**AUFGABENSTELLUNG:** Führe den Text zur Saisonbilanz von Eintracht Frankfurt im Anschluss an seinen letzten Satz weiter.

**VORLIEGENDER TEXT:**

◇ ◇ ◇

47 Punkte, Platz sechs nach der Hinrunde, Platz elf in der Rückrundentabelle und trotzdem Rang sechs in der Endabrechnung. Neben den Moment der Gewissheit, wieder mindestens der UEFA Europa League anzugehören (bestätigte sich nach der Königsklassenfinalniederlage des BVB), trat nach dem Schlusspfiff gegen Leipzig am letzten Spieltag gleichermaßen die Gewissheit, dass Sebastian Rode und Makoto Hasebe endgültig die Fußballschuhe an den Nagel gehängt haben. Die Gefühlswelten – seien wir ehrlich – mit Worten nicht zu beschreiben.

Vergebene Matchbälle hin, verlorene Leistungsträger her – was unverändert bleibt, war am 18. Mai in fetten Lettern in der NWK zu lesen: „Für immer Frankfurts Stolz“.

Natürlich ist das Buch damit nicht geschlossen, einzig ein weiteres Kapitel in 125 Jahren Eintracht Frankfurt.

◇ ◇ ◇

**DATENAUSZUG:**
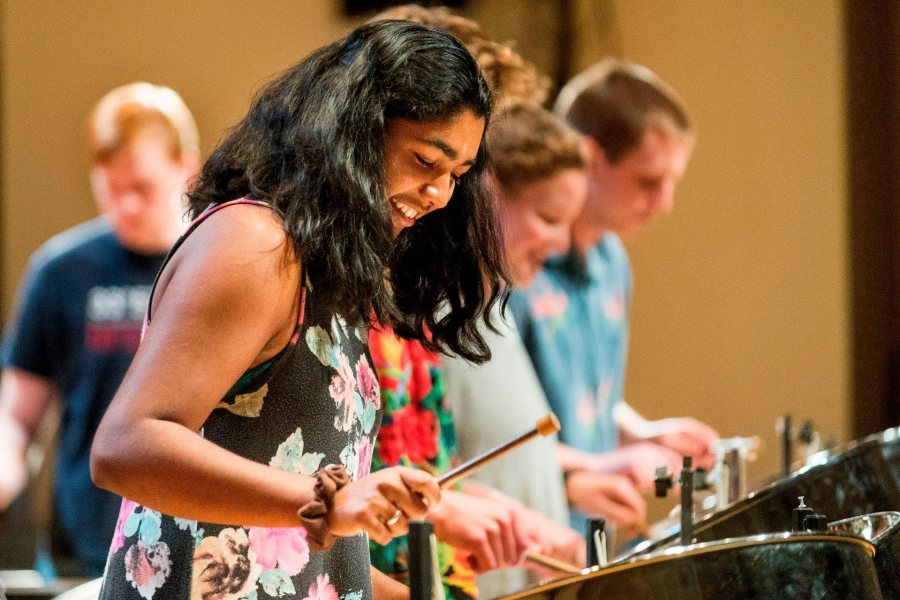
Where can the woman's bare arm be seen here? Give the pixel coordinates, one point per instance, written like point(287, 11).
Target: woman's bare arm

◇ ◇ ◇

**ÜBUNGSERGEBNIS:**
3

Zum dritten Mal in Folge spielte die Eintracht international, zum dritten Mal hintereinander überstand sie die Gruppenphase und zog in die K.-o.-Runde ein – und das im dritten unterschiedlichen europäischen Wettbewerb: auf UEFA Europa League und Champions League folgte 2023/24 die Conference League.

8

Achtmal hat es die Eintracht nach Umschaltmomenten in der Liga klingeln lassen, nur drei Teams waren in Kontersituationen noch erfolgreicher. Im Gegenzug wurde Frankfurt in 34 Spielen nur dreimal ausgekontert – ligaweit Platz drei.

12

Sechs in der Bundesliga, sechs in der Conference League. Zwölf Tore legte Farès Chaibi, zur Saison 2023/24 aus Toulouse gekommen, auf.

16

Genau diese Zahl an Eintrachtlern trug sich in der Bundesligarunde 2023/24 in die Torschützenliste ein. Übrigens: Frankfurt erzielte 88 Prozent der 51 Saisontore im Oberhaus aus dem Spiel heraus – der höchste Anteil ligaweit. Wettbewerbsübergreifend waren es 18 verschiedene Torschützen.

17

Apropos Torschützen: Omar Marmoush markierte in Bundesliga, DFB-Pokal und UEFA Conference League 17 Treffer und schwingt sich damit zum internen Toptorjäger auf. In der Liga kommt der Ägypter auf zwölf Tore – in seinen 62 Bundesliga-Begegnungen davor für Wolfsburg und Stuttgart netzte er insgesamt achtmal.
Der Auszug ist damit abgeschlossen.